### Set problem a
Print the passage of the iOS code signing text from "The code signature" up to and including "hasn’t been modified.", reproducing its wording precisely.

### Document
____
Code signing is a critical security mechanism in iOS that ensures:
  • Authenticity: The app comes from a known, trusted source
  • Integrity: The app hasn’t been modified since it was signed
  • Authorization: The app has permission to run on the device
Every iOS app must be code-signed to execute on a device, whether it’s for development, ad-hoc distribution, or App Store release.
Modifying any part of a signed app bundle invalidates the signature, preventing the app from launching.

Code Signature Components

iOS code signatures consist of several interconnected components:
1

Digital Certificate

An Apple-issued certificate that identifies the developer or organization.
2

Provisioning Profile

A file containing entitlements, certificates, and device IDs (for non-App Store builds).
3

Entitlements

Permissions and capabilities the app is allowed to use.
4

Code Signature Blob

Cryptographic hashes of all executable code and resources.
┌─────────────────────────────────────────┐
│          iOS App Bundle                 │
├─────────────────────────────────────────┤
│  MyApp (Mach-O)                         │
│  ├─ LC_CODE_SIGNATURE → CodeDirectory   │ ← Hashes of code
│  └─ Signature                           │ ← Cryptographic signature
├─────────────────────────────────────────┤
│  _CodeSignature/CodeResources           │ ← Hashes of all resources
├─────────────────────────────────────────┤
│  embedded.mobileprovision               │ ← Entitlements & certificates
├─────────────────────────────────────────┤
│  Info.plist, Assets, Frameworks, etc.   │
└─────────────────────────────────────────┘

Certificate Types

Apple issues different types of certificates for different purposes:
iOS App Development
  • Used for debugging and testing on registered devices
  • Limited to 100 devices per account per year
  • Requires device UDIDs in provisioning profile
  • Cannot be distributed outside registered devices
# Verify development certificate
security find-identity -v -p codesigning

Code Signature Structure

The code signature is embedded in the Mach-O binary’s __LINKEDIT segment and referenced by the LC_CODE_SIGNATURE load command.

CodeDirectory

The CodeDirectory contains:
SHA-1 or SHA-256 hashes of every page (4KB) of executable code.
# View code hashes
codesign -d -vvvv MyApp 2>&1 | grep "CandidateCDHash"
These hashes ensure the executable code hasn’t been modified.
Hashes of special data like:
  • Info.plist (slot -1)
  • Requirements (slot -2)
  • Resource directory (slot -3)
  • Entitlements (slot -5)
  • DER entitlements (slot -7)
# Extract and view special slots
codesign -d --entitlements :- MyApp
The unique bundle identifier for the application.
codesign -d -r- MyApp
# Output: identifier "com.company.appname"
Code signature flags indicating properties like:
  • adhoc: Signed locally without certificate
  • hard: Kill process if signature is invalid
  • runtime: Hardened runtime enabled
  • library-validation: Only load Apple or same-team-signed libraries
codesign -d -vvvv MyApp 2>&1 | grep "CodeDirectory"
____
### Entries supplied

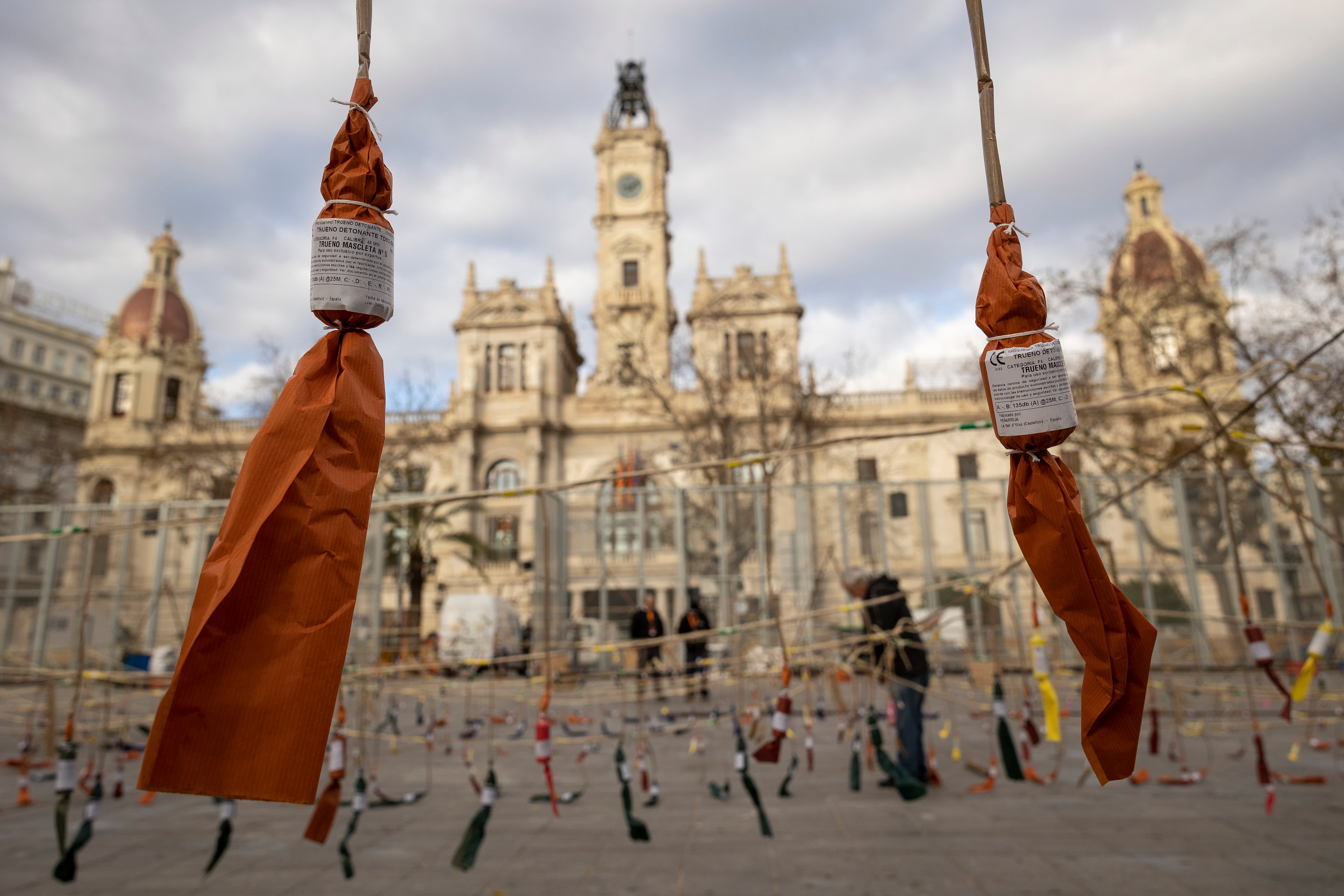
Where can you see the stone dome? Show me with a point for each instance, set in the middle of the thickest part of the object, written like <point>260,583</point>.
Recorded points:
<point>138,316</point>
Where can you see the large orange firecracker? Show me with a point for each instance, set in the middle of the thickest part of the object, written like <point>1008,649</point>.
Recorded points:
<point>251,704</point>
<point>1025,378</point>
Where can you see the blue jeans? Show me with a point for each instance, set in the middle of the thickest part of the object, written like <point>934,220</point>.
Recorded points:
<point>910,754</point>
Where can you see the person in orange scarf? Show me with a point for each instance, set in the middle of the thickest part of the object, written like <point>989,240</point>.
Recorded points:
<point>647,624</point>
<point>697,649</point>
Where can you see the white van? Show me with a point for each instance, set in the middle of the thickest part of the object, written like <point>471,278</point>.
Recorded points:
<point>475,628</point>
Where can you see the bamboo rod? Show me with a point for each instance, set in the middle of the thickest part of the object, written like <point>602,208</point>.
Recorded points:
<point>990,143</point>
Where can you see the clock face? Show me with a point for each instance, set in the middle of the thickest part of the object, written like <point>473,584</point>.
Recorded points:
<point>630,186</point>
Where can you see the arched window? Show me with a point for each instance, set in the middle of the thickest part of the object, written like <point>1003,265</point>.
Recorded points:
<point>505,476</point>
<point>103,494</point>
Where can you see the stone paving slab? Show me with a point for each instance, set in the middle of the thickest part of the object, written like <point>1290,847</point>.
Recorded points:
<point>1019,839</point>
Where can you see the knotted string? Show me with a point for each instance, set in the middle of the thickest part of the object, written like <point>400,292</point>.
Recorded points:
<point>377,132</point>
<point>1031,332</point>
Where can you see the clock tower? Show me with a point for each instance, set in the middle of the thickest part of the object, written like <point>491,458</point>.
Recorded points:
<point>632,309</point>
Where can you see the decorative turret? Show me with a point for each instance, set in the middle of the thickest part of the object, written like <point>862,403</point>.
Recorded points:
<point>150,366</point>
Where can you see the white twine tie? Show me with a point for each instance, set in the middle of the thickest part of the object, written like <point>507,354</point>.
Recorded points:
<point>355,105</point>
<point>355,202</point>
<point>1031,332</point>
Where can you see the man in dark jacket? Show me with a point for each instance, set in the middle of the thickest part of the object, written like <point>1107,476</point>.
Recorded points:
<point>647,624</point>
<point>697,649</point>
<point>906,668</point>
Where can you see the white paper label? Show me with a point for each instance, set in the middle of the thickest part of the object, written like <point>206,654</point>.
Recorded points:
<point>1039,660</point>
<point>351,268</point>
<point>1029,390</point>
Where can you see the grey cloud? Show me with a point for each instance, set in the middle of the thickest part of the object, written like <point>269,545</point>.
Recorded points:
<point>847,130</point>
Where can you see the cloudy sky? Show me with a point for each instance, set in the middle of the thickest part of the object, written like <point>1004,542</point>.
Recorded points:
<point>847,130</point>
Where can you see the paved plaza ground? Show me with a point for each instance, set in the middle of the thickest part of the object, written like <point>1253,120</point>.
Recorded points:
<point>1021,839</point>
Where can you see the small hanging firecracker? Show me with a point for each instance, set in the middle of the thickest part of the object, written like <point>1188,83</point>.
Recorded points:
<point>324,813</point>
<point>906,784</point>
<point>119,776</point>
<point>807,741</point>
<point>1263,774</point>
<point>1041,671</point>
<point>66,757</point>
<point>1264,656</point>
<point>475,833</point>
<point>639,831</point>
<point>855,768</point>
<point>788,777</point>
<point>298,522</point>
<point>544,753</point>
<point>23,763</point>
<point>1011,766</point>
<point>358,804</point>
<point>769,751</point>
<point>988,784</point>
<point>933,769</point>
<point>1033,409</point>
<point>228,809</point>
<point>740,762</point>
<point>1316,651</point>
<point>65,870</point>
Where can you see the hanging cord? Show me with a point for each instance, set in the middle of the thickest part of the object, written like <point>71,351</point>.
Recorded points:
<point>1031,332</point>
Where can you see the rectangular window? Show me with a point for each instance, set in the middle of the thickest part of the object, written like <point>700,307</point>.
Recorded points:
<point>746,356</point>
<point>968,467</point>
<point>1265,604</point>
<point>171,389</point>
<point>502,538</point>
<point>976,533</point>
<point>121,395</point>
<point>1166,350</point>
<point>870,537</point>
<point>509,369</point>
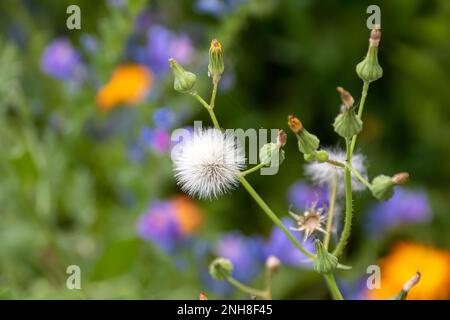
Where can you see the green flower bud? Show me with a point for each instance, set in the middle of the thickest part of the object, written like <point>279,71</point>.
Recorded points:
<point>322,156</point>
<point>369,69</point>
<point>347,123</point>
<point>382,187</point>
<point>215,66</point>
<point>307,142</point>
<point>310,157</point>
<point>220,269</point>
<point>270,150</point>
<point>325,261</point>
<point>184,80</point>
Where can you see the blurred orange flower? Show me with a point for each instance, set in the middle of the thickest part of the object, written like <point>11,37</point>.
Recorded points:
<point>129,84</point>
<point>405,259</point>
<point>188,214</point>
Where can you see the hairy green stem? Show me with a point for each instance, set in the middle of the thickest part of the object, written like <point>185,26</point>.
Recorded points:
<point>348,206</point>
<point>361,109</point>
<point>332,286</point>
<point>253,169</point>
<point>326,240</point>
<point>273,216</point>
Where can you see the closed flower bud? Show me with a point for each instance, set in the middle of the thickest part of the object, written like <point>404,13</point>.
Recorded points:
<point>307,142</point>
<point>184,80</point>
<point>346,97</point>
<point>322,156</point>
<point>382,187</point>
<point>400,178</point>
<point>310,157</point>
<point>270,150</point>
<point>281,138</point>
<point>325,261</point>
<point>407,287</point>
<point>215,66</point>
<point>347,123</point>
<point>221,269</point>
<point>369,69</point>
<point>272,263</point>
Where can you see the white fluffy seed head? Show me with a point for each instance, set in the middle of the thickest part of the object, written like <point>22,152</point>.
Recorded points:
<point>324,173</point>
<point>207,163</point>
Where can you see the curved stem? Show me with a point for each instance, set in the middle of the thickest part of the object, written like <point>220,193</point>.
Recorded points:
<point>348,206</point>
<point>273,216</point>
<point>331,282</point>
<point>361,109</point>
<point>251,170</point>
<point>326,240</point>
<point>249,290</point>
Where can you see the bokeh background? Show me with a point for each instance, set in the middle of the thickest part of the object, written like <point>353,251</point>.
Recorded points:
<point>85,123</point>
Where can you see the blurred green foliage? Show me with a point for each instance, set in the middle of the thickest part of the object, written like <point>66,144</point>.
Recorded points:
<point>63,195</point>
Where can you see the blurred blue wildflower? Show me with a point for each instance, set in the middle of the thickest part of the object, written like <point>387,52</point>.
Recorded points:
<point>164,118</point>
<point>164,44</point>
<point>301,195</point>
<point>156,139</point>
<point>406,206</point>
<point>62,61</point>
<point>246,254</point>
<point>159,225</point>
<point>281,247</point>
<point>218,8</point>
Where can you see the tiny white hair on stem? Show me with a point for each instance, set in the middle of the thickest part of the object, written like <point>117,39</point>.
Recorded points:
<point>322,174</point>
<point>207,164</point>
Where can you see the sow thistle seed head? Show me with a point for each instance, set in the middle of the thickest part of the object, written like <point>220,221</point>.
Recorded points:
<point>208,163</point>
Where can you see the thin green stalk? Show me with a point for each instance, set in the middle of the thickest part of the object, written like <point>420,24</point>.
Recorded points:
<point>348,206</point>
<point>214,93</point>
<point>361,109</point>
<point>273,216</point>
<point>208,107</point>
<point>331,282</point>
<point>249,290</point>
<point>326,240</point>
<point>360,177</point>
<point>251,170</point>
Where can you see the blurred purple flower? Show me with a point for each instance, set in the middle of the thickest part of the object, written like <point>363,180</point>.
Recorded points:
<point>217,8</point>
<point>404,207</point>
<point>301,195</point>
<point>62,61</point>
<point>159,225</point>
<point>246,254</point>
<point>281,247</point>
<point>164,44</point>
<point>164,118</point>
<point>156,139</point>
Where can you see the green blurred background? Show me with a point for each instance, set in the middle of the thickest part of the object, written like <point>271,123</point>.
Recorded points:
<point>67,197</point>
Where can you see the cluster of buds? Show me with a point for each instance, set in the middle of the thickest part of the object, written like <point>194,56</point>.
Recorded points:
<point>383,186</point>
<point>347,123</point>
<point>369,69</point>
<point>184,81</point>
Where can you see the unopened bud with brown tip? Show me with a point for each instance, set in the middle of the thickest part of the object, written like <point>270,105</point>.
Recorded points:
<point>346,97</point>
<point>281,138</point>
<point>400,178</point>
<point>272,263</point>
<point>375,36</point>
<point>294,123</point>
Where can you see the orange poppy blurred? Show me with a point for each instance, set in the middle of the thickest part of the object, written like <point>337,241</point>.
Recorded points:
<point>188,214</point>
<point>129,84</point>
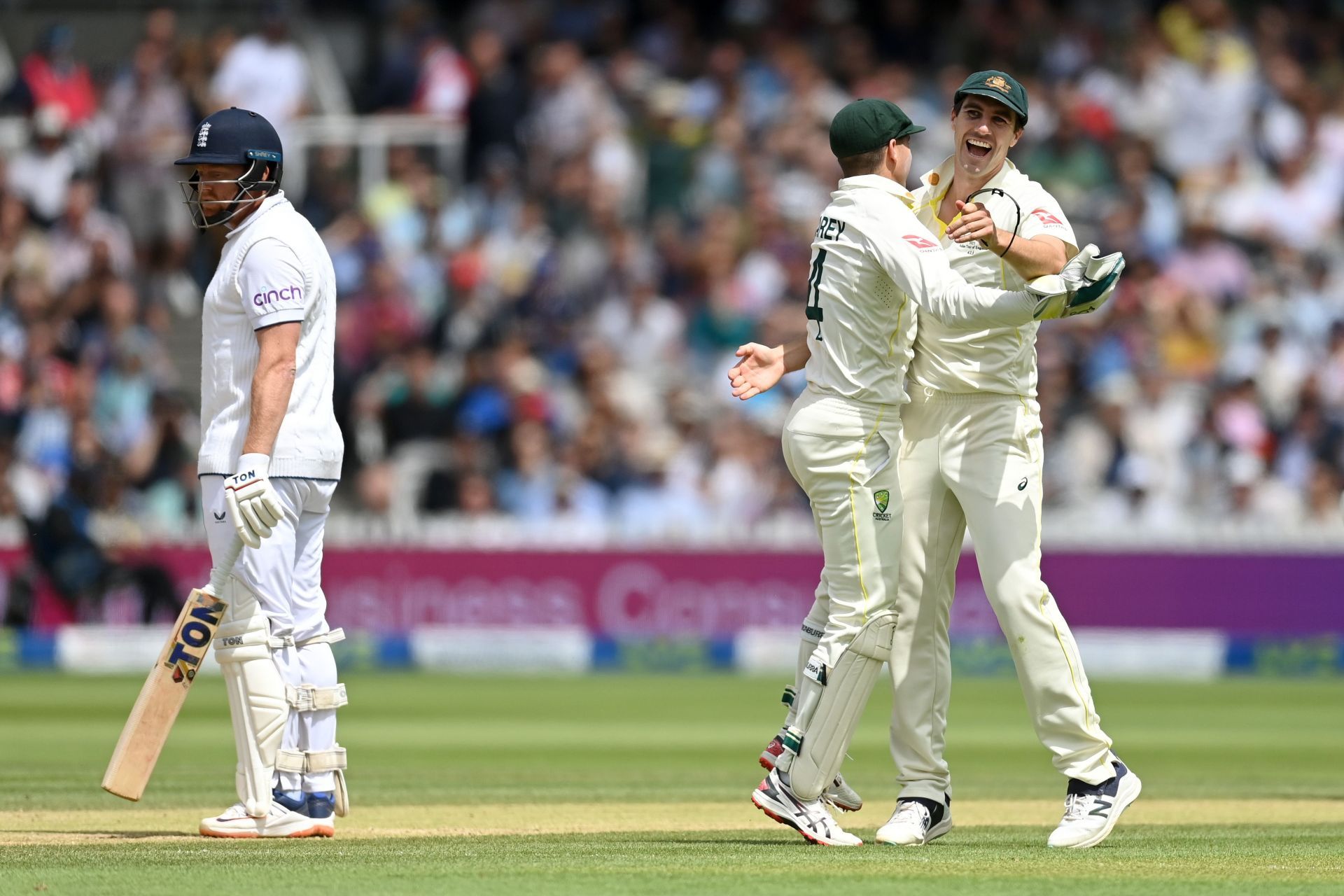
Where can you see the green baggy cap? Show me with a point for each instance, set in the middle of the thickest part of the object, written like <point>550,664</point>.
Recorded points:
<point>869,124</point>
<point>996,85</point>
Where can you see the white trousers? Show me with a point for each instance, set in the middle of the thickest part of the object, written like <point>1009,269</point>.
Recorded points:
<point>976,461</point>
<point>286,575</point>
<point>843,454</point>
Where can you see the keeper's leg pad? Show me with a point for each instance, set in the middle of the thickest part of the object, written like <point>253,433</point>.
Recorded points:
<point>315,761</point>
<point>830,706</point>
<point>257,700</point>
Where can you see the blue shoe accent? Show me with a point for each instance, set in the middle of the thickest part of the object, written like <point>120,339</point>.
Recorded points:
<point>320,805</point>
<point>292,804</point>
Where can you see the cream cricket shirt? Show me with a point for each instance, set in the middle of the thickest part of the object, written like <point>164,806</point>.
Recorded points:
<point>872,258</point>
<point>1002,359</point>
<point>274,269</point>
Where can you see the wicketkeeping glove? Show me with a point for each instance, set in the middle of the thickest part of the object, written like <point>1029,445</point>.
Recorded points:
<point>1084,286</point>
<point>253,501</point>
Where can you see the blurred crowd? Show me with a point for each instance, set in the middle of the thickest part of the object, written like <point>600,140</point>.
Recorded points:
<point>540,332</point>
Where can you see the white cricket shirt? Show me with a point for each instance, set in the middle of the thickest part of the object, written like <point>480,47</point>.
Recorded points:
____
### Set problem b
In the records, reproduce every line from the line with "Where can you see the paved" up to and including the line with "<point>1021,839</point>", with the requests left unchanged. Offset each coordinate of the recorded points by adding 131 to it.

### Full answer a
The code signature is embedded in the Mach-O binary’s __LINKEDIT segment and referenced by the LC_CODE_SIGNATURE load command.

CodeDirectory

The CodeDirectory contains:
SHA-1 or SHA-256 hashes of every page (4KB) of executable code.
# View code hashes
codesign -d -vvvv MyApp 2>&1 | grep "CandidateCDHash"
These hashes ensure the executable code hasn’t been modified.

### Full answer b
Where can you see the paved plaza ground? Show me with a point for each instance, set in the middle of the thickest part of the object, written like <point>1253,120</point>.
Recorded points:
<point>1152,970</point>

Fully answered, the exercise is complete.